** The input follows **

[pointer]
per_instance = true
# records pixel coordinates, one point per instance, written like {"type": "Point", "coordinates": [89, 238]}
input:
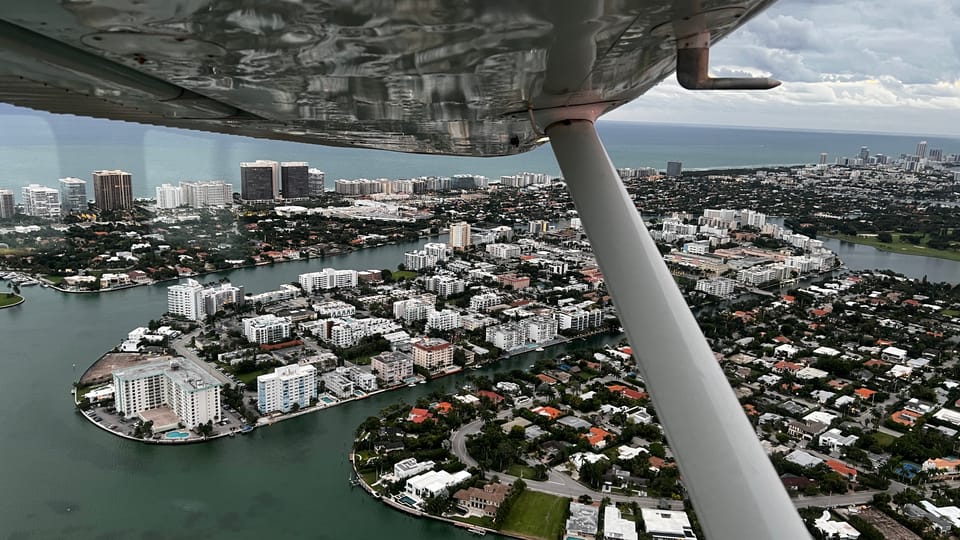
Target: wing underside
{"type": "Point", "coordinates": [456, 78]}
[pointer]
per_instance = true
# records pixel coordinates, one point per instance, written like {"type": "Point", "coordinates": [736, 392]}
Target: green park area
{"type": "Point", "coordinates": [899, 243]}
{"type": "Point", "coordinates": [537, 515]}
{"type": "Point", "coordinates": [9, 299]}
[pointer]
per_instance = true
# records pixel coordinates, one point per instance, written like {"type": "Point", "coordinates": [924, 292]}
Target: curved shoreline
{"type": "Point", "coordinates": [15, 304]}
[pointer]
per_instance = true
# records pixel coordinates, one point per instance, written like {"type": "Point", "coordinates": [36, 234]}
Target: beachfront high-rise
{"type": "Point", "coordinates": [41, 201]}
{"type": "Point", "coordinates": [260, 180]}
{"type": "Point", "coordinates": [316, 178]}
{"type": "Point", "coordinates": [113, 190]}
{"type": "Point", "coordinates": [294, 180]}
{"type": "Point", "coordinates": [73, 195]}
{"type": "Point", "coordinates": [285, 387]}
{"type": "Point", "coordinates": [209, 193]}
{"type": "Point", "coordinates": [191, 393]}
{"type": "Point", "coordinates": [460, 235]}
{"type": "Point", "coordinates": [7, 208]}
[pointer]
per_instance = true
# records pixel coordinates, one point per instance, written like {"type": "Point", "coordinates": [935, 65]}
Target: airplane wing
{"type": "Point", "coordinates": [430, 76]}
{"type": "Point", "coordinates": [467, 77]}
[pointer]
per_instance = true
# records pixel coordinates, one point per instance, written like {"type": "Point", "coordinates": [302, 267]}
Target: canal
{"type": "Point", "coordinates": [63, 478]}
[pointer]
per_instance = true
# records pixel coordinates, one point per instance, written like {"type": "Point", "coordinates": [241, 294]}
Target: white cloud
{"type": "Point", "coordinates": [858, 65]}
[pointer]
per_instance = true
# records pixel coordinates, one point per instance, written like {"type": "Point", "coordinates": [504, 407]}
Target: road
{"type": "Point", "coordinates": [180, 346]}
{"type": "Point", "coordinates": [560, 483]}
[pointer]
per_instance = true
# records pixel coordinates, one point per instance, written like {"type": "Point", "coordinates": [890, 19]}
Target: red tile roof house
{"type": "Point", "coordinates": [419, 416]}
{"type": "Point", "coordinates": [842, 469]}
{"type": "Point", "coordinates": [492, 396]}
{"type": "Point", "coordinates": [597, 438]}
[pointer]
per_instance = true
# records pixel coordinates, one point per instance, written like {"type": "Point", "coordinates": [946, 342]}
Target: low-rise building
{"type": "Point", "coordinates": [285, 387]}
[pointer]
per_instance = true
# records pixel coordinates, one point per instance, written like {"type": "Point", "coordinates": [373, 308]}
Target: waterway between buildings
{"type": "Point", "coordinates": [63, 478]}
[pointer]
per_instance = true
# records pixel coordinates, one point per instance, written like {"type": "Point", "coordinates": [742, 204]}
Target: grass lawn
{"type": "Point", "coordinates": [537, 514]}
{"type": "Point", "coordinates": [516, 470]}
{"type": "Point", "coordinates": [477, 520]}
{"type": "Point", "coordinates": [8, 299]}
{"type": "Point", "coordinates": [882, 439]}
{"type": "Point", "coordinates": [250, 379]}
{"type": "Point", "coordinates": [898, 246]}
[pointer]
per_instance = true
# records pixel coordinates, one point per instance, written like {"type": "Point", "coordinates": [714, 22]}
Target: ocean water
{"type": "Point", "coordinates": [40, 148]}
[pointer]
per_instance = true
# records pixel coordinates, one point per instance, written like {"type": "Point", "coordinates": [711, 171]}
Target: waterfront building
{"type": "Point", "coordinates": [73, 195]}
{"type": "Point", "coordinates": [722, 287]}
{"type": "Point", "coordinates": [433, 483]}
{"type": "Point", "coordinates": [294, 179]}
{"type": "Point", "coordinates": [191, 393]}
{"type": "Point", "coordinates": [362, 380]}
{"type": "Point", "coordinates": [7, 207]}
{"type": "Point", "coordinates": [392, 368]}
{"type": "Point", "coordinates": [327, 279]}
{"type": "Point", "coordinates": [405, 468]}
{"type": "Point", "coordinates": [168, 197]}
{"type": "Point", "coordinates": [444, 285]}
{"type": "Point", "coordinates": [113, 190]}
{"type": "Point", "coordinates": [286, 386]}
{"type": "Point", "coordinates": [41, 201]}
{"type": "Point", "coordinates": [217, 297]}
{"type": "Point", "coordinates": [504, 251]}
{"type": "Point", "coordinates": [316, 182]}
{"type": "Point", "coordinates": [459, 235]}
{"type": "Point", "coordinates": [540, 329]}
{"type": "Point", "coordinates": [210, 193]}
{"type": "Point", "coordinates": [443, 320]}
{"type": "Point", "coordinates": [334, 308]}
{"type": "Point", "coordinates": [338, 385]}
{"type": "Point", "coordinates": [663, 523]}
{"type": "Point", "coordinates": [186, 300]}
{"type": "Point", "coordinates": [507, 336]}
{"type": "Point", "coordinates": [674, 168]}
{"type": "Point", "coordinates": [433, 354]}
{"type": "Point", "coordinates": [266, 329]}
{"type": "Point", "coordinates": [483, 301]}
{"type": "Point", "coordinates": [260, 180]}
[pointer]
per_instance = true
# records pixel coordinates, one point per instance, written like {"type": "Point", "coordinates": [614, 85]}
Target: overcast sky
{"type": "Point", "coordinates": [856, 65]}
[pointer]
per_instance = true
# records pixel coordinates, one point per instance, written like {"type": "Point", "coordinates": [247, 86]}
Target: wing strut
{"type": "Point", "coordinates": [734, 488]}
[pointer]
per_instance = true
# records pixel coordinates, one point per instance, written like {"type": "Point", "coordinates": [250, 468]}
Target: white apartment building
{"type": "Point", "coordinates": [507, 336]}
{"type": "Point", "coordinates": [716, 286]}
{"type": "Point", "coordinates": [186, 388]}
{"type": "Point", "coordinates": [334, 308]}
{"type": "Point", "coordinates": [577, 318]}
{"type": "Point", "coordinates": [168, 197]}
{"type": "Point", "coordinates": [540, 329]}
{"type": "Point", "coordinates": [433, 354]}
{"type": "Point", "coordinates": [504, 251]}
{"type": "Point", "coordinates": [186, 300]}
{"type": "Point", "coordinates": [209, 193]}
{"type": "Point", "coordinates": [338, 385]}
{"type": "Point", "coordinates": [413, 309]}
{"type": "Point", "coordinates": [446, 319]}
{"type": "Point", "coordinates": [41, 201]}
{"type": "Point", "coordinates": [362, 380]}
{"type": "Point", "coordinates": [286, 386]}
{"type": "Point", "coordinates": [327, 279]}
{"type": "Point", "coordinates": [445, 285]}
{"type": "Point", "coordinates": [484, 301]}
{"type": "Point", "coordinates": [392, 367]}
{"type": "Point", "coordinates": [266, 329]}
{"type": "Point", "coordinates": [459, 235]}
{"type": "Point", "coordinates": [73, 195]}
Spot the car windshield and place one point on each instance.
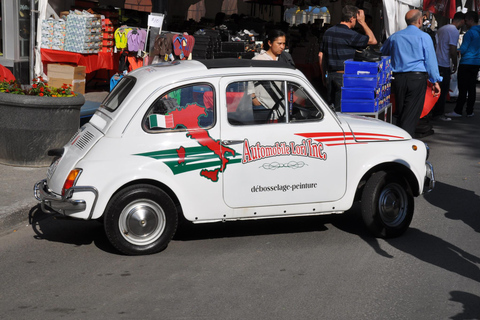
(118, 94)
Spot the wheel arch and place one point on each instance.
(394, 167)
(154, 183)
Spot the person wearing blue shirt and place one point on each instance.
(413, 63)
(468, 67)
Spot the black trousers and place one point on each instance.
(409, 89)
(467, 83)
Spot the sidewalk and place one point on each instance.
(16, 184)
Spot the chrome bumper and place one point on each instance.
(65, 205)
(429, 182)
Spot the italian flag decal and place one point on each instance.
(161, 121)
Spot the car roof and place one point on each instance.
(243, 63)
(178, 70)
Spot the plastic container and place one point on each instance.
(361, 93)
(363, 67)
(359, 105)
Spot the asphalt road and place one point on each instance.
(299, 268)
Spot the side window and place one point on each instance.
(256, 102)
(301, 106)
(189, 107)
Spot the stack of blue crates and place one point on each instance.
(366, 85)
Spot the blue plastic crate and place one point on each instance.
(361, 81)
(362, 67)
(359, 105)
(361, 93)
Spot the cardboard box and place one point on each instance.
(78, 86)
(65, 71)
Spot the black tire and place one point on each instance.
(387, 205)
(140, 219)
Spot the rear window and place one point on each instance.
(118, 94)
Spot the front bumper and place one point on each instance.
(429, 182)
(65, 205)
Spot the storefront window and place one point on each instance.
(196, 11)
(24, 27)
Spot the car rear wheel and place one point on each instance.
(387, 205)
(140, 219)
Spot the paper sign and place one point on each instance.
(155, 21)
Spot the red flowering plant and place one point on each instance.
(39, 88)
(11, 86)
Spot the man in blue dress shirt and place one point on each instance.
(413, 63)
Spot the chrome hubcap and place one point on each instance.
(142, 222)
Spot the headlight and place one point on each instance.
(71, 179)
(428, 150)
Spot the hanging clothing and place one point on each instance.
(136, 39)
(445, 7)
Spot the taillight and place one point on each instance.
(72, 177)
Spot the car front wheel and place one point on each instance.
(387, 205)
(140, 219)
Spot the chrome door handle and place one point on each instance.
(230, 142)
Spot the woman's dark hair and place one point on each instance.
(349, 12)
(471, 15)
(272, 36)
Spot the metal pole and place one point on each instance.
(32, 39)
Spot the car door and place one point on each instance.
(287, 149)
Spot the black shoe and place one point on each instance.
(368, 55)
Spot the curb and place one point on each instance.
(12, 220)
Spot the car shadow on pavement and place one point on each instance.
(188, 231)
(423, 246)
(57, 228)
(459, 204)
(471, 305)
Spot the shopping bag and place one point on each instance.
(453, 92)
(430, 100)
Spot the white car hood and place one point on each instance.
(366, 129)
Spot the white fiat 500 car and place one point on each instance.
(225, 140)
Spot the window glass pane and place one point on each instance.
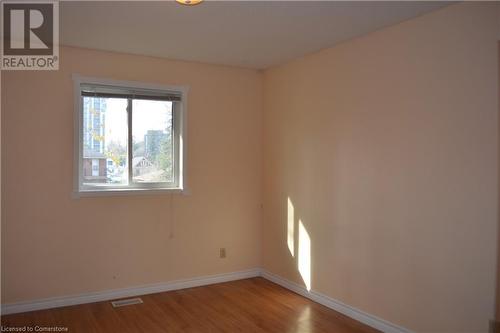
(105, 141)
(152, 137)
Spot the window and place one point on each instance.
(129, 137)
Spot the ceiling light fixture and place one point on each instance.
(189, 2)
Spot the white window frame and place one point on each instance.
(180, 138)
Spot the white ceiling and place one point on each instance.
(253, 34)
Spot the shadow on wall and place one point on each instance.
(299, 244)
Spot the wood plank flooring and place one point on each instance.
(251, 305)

** End of The input **

**Problem**
Reproduce exactly the line that holds "Spot the wood", then every line after it, ending with the final line of the records above.

**Completed task**
Spot the wood plank flooring and place one point on each instance.
(251, 305)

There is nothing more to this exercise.